> [WHAT THIS TASK INVOLVES] Convert the data below into a numbered list with one line per item, leaving out the blank lines and the pictures.

□ □ □ □ □ □ □

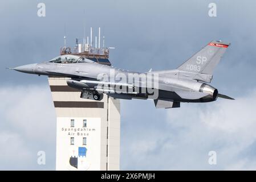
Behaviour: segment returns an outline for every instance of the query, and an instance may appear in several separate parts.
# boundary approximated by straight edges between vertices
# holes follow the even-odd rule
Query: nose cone
[[[13,68],[13,69],[20,72],[33,74],[35,73],[35,69],[36,65],[36,64],[23,65],[22,66],[14,68]]]

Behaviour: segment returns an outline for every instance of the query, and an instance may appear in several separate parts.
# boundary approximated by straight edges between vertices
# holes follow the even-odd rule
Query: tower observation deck
[[[111,48],[92,47],[88,37],[83,44],[60,48],[60,55],[78,55],[111,65]],[[92,35],[92,31],[91,31]],[[104,38],[104,37],[103,37]],[[106,94],[101,101],[80,98],[80,90],[69,87],[70,78],[50,77],[48,82],[56,115],[56,170],[119,170],[120,101]]]

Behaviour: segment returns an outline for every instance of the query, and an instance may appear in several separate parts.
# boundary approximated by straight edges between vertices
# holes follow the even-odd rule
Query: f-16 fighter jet
[[[180,107],[180,102],[207,102],[218,97],[233,100],[207,84],[229,46],[212,41],[175,69],[145,73],[117,69],[71,54],[10,69],[66,77],[67,85],[80,90],[83,98],[99,101],[105,93],[119,99],[152,99],[156,108]]]

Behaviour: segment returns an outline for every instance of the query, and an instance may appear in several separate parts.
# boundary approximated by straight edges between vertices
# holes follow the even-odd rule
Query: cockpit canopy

□ □ □ □ □ □ □

> [ANSWER BELOW]
1. Behaviour: segment returns an outline for every instance of the query, and an instance may appear in several separate parts.
2. # boundary approximated by straight edges between vertices
3. # holes follow the even-odd rule
4. Query: nose cone
5. [[[13,68],[13,69],[20,72],[33,74],[35,73],[35,69],[36,65],[36,64],[23,65],[22,66],[14,68]]]
6. Behaviour: segment returns an outline for every instance of the query, and an instance may appear in several separate parts.
7. # boundary approximated by straight edges between vertices
8. # holes follow the even-odd rule
9. Query: tower observation deck
10. [[[111,48],[92,47],[88,37],[83,44],[60,48],[60,55],[78,55],[111,65]],[[92,35],[92,31],[91,31]],[[104,38],[104,37],[103,37]],[[106,94],[101,101],[80,98],[80,90],[69,87],[70,78],[50,77],[48,82],[56,115],[56,170],[119,170],[120,101]]]
11. Behaviour: segment returns an outline for every instance of the query, and an instance may appear in several separate parts.
12. # boundary approximated by straight edges between vertices
13. # holes follow the even-odd rule
14. Query: f-16 fighter jet
15. [[[180,107],[180,102],[207,102],[218,97],[233,100],[207,84],[229,46],[212,41],[175,69],[145,73],[117,69],[71,54],[10,69],[66,77],[67,85],[80,90],[83,98],[99,101],[105,93],[119,99],[152,99],[156,108]]]
16. Behaviour: segment returns an outline for every instance of the query, and an instance may appear in several separate parts.
17. # boundary approximated by straight edges between vertices
18. # holes follow the even-odd rule
19. Query: cockpit canopy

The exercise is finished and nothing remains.